**Set problem:**
Starting at the line containing "point: black suit" and ending at the last line of the data, write those lines again with "black suit jacket" swapped for "navy suit jacket". Leave everything else unchanged.

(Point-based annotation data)
━━━

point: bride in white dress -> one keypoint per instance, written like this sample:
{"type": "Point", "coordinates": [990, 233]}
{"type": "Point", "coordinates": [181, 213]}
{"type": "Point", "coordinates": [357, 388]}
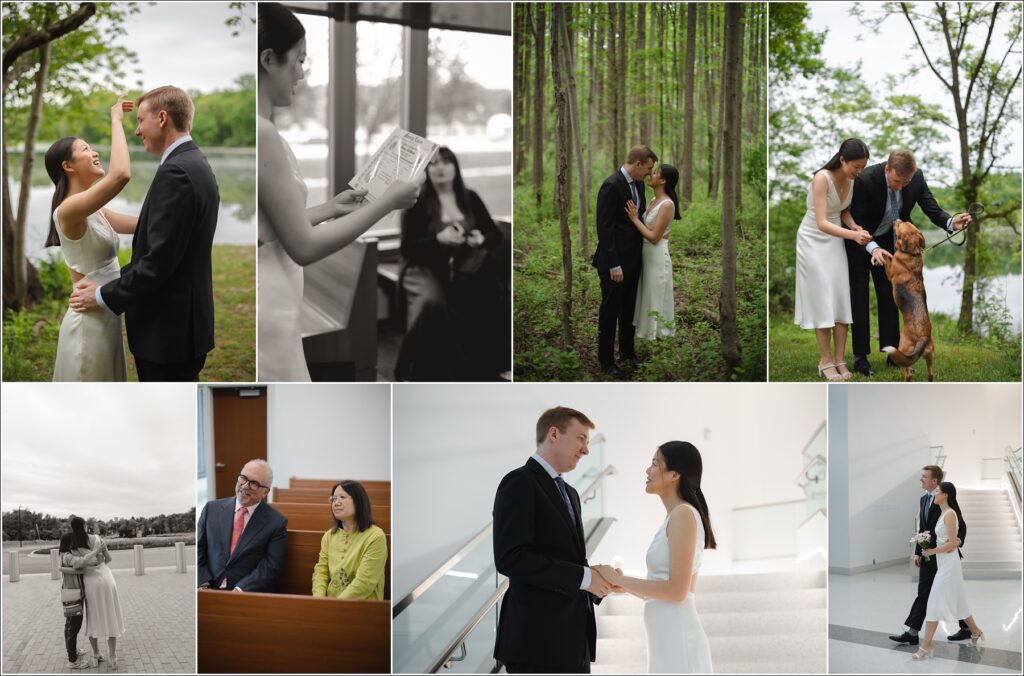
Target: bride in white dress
{"type": "Point", "coordinates": [654, 293]}
{"type": "Point", "coordinates": [947, 600]}
{"type": "Point", "coordinates": [89, 345]}
{"type": "Point", "coordinates": [292, 236]}
{"type": "Point", "coordinates": [676, 640]}
{"type": "Point", "coordinates": [822, 275]}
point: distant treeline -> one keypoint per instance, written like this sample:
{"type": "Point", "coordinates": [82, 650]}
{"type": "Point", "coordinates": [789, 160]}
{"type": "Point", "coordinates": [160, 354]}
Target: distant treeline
{"type": "Point", "coordinates": [27, 524]}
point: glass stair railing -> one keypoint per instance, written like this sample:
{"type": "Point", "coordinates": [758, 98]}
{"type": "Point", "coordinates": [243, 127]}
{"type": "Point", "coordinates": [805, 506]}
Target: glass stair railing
{"type": "Point", "coordinates": [449, 622]}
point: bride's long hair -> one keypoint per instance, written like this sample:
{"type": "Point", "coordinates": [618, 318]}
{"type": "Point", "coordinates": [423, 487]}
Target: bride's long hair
{"type": "Point", "coordinates": [684, 458]}
{"type": "Point", "coordinates": [850, 150]}
{"type": "Point", "coordinates": [79, 538]}
{"type": "Point", "coordinates": [671, 176]}
{"type": "Point", "coordinates": [56, 155]}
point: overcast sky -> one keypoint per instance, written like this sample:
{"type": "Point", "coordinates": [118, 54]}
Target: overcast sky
{"type": "Point", "coordinates": [188, 45]}
{"type": "Point", "coordinates": [891, 50]}
{"type": "Point", "coordinates": [98, 450]}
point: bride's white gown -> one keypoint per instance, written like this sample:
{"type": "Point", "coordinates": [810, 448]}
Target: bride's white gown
{"type": "Point", "coordinates": [654, 292]}
{"type": "Point", "coordinates": [676, 641]}
{"type": "Point", "coordinates": [89, 346]}
{"type": "Point", "coordinates": [280, 286]}
{"type": "Point", "coordinates": [947, 600]}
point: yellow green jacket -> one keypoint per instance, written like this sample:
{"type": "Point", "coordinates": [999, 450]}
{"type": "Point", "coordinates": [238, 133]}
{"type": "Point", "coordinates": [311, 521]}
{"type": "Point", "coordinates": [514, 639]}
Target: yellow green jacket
{"type": "Point", "coordinates": [351, 564]}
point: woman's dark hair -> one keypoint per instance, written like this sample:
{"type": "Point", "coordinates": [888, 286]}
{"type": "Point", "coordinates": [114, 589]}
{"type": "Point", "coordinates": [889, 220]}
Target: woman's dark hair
{"type": "Point", "coordinates": [429, 194]}
{"type": "Point", "coordinates": [671, 176]}
{"type": "Point", "coordinates": [79, 538]}
{"type": "Point", "coordinates": [683, 457]}
{"type": "Point", "coordinates": [364, 514]}
{"type": "Point", "coordinates": [278, 29]}
{"type": "Point", "coordinates": [56, 155]}
{"type": "Point", "coordinates": [950, 492]}
{"type": "Point", "coordinates": [850, 150]}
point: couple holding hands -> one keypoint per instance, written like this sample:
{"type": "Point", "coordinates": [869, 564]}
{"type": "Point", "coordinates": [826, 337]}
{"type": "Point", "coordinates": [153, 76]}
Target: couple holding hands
{"type": "Point", "coordinates": [547, 622]}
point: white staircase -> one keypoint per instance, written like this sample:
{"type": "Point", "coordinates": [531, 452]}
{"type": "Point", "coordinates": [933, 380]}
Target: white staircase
{"type": "Point", "coordinates": [764, 623]}
{"type": "Point", "coordinates": [993, 535]}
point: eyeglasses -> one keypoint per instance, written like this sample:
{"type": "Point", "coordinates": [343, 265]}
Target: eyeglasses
{"type": "Point", "coordinates": [242, 478]}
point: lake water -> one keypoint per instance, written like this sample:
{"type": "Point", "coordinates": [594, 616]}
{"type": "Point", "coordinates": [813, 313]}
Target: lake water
{"type": "Point", "coordinates": [235, 169]}
{"type": "Point", "coordinates": [943, 285]}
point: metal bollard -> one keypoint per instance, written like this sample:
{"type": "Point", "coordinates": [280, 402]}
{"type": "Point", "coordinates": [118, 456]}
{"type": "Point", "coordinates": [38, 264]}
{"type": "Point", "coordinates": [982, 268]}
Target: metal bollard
{"type": "Point", "coordinates": [139, 563]}
{"type": "Point", "coordinates": [179, 556]}
{"type": "Point", "coordinates": [12, 566]}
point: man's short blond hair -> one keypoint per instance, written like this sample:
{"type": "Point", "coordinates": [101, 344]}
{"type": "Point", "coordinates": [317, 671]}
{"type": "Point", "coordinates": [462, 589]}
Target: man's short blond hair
{"type": "Point", "coordinates": [174, 101]}
{"type": "Point", "coordinates": [902, 164]}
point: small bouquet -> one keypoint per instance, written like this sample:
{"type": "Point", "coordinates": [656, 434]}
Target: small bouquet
{"type": "Point", "coordinates": [921, 540]}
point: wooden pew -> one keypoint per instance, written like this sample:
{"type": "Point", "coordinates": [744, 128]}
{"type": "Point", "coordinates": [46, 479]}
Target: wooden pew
{"type": "Point", "coordinates": [339, 314]}
{"type": "Point", "coordinates": [301, 556]}
{"type": "Point", "coordinates": [302, 516]}
{"type": "Point", "coordinates": [284, 633]}
{"type": "Point", "coordinates": [327, 484]}
{"type": "Point", "coordinates": [320, 496]}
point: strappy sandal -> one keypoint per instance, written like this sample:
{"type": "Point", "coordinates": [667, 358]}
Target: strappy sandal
{"type": "Point", "coordinates": [833, 378]}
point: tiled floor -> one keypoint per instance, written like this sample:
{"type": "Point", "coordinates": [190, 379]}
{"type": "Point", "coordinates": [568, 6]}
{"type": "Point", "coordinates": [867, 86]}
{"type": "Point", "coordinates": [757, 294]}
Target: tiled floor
{"type": "Point", "coordinates": [863, 609]}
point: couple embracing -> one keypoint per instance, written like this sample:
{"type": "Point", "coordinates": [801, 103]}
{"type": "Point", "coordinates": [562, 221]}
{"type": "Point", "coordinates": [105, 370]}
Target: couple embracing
{"type": "Point", "coordinates": [547, 622]}
{"type": "Point", "coordinates": [632, 257]}
{"type": "Point", "coordinates": [166, 292]}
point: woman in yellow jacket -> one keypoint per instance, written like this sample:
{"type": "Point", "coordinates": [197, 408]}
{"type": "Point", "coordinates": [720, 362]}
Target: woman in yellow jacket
{"type": "Point", "coordinates": [353, 553]}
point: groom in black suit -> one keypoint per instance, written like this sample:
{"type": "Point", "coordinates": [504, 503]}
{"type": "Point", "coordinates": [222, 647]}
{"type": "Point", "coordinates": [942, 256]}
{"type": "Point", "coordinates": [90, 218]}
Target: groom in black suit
{"type": "Point", "coordinates": [928, 515]}
{"type": "Point", "coordinates": [547, 623]}
{"type": "Point", "coordinates": [617, 257]}
{"type": "Point", "coordinates": [166, 292]}
{"type": "Point", "coordinates": [882, 194]}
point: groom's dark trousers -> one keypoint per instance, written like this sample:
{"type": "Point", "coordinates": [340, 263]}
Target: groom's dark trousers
{"type": "Point", "coordinates": [928, 568]}
{"type": "Point", "coordinates": [870, 192]}
{"type": "Point", "coordinates": [546, 624]}
{"type": "Point", "coordinates": [619, 245]}
{"type": "Point", "coordinates": [166, 292]}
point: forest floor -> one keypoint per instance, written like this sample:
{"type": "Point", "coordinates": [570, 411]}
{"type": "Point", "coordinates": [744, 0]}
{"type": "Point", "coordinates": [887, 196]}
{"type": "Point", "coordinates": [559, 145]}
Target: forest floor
{"type": "Point", "coordinates": [693, 353]}
{"type": "Point", "coordinates": [30, 337]}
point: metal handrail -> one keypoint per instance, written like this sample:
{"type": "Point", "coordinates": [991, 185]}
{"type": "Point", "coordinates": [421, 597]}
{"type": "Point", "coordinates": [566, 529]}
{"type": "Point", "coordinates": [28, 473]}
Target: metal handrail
{"type": "Point", "coordinates": [816, 460]}
{"type": "Point", "coordinates": [587, 495]}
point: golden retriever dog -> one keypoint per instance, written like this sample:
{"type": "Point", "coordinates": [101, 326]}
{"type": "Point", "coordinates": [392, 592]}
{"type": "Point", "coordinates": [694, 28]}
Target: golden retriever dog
{"type": "Point", "coordinates": [904, 271]}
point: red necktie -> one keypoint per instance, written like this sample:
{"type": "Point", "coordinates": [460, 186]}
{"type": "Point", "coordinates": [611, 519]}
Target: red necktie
{"type": "Point", "coordinates": [240, 522]}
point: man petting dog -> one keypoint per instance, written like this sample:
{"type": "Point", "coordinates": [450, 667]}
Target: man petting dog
{"type": "Point", "coordinates": [884, 194]}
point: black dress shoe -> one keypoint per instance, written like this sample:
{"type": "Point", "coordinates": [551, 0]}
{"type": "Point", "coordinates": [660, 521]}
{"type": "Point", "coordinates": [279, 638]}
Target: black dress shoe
{"type": "Point", "coordinates": [863, 367]}
{"type": "Point", "coordinates": [613, 371]}
{"type": "Point", "coordinates": [962, 635]}
{"type": "Point", "coordinates": [905, 637]}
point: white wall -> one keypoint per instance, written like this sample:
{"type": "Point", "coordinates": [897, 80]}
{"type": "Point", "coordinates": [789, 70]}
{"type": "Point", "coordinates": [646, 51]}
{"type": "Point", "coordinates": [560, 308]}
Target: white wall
{"type": "Point", "coordinates": [329, 431]}
{"type": "Point", "coordinates": [454, 444]}
{"type": "Point", "coordinates": [890, 429]}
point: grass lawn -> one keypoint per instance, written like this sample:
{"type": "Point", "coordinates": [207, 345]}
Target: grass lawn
{"type": "Point", "coordinates": [30, 337]}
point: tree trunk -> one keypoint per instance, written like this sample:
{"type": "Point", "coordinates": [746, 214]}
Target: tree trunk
{"type": "Point", "coordinates": [562, 164]}
{"type": "Point", "coordinates": [732, 51]}
{"type": "Point", "coordinates": [540, 36]}
{"type": "Point", "coordinates": [18, 263]}
{"type": "Point", "coordinates": [686, 188]}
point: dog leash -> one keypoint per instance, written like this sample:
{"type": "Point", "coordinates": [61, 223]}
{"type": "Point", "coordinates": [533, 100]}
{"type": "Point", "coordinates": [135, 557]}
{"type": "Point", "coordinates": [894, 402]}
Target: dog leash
{"type": "Point", "coordinates": [975, 211]}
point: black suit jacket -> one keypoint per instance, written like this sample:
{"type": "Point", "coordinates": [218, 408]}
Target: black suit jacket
{"type": "Point", "coordinates": [931, 520]}
{"type": "Point", "coordinates": [619, 242]}
{"type": "Point", "coordinates": [545, 619]}
{"type": "Point", "coordinates": [166, 292]}
{"type": "Point", "coordinates": [258, 557]}
{"type": "Point", "coordinates": [868, 206]}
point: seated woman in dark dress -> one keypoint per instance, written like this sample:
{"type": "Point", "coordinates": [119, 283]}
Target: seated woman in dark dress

━━━

**Correct answer:**
point: navy suit jacket -> one keypoint per instance, written like this sample:
{"type": "Point", "coordinates": [218, 408]}
Target: navy suit jacket
{"type": "Point", "coordinates": [931, 520]}
{"type": "Point", "coordinates": [619, 242]}
{"type": "Point", "coordinates": [545, 619]}
{"type": "Point", "coordinates": [166, 292]}
{"type": "Point", "coordinates": [258, 557]}
{"type": "Point", "coordinates": [868, 206]}
point: seated woman in dark dress -> one keypoint per instance, written like this sample:
{"type": "Point", "coordinates": [119, 283]}
Target: seated woman in dark dress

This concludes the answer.